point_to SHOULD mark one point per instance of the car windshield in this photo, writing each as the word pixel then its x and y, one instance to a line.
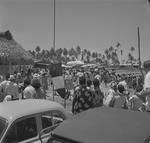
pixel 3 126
---
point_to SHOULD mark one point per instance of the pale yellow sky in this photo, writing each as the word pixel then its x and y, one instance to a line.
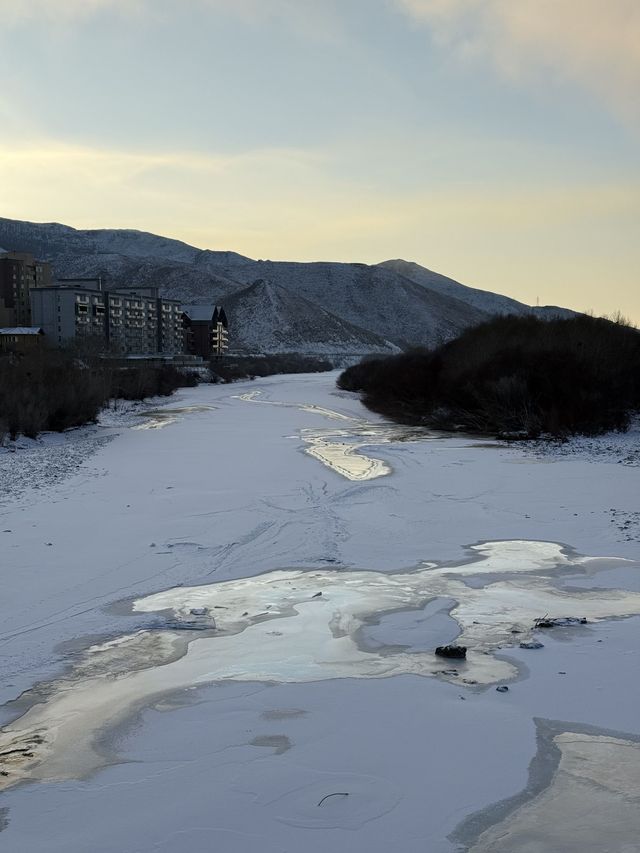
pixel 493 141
* * *
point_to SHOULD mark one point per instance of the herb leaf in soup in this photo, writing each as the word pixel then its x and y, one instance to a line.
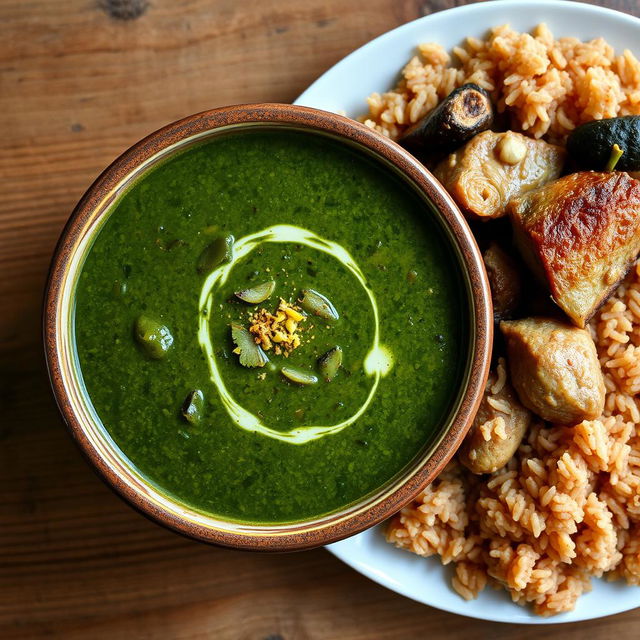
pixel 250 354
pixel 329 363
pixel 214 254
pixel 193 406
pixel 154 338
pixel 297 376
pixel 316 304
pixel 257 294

▶ Your instructions
Reproduce everything in the listing from the line containing "point_to SHOULD mark one point per instance of the pale" down to the line containing "pixel 493 141", both of those lines included, and leave the pictures out of your answer.

▶ Answer to the problem
point_to SHOULD mark one point per instance of the pale yellow sky in this photo, writing each as the word pixel then its x and y, one instance to a line.
pixel 493 141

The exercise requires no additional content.